## TEXTO CITADO:
No estudo deste presente-Evangelho, adentramos não apenas o texto e seus significados, mas também o contexto, as possibilidades de vida, organização, movimentos de renovação, protesto e reconstrução. Histórias se fazem presentes, desafiam nossas próprias vidas e decisões. Questionam e encorajam, denunciam e acalentam. Por isso é que o Evangelho é presente. Consegue, ainda hoje, falar para nós, nossas vidas, dificuldades, alegrias e desafios. É presente para nós.
Nosso estudo e este livro foram construídos a partir dos desafios oriundos do nosso trabalho de assessoria, com muitas mulheres e muitos homens que participa(ra)m de várias atividades de assessoria, entre elas os cursos do Serviço de Animação Bíblica (SAB), das irmãs paulinas. O texto quer dar continuidade e acompanhamento a esta missão. Porém, não se atém a isso. Ao contrário, cada pessoa que estiver interessada e animada a dedicar-se ao estudo e engajamento comprometido com o Reino de Deus e quiser pesquisar e refletir sobre as origens cristãs de tal serviço, encontrará aqui auxílio e força para essa caminhada.

## BLOCO DE DADOS:

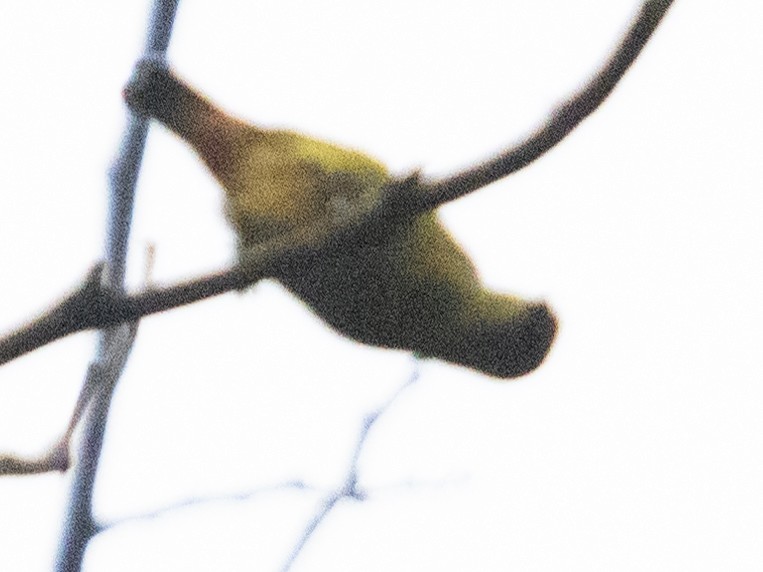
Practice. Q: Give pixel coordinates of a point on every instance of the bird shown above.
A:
(405, 284)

## TAREFAS:
1. No texto sobre o estudo do Evangelho, a quem pertencem os cursos do Serviço de Animação Bíblica (SAB)?
2. Repita literalmente o trecho do texto sobre o estudo do Evangelho que vai de "Nosso estudo e" até "para essa caminhada.", incluindo este último.

## RESPOSTAS POR TAREFA:
1. Os cursos do SAB são das irmãs paulinas.

2.
Nosso estudo e este livro foram construídos a partir dos desafios oriundos do nosso trabalho de assessoria, com muitas mulheres e muitos homens que participa(ra)m de várias atividades de assessoria, entre elas os cursos do Serviço de Animação Bíblica (SAB), das irmãs paulinas. O texto quer dar continuidade e acompanhamento a esta missão. Porém, não se atém a isso. Ao contrário, cada pessoa que estiver interessada e animada a dedicar-se ao estudo e engajamento comprometido com o Reino de Deus e quiser pesquisar e refletir sobre as origens cristãs de tal serviço, encontrará aqui auxílio e força para essa caminhada.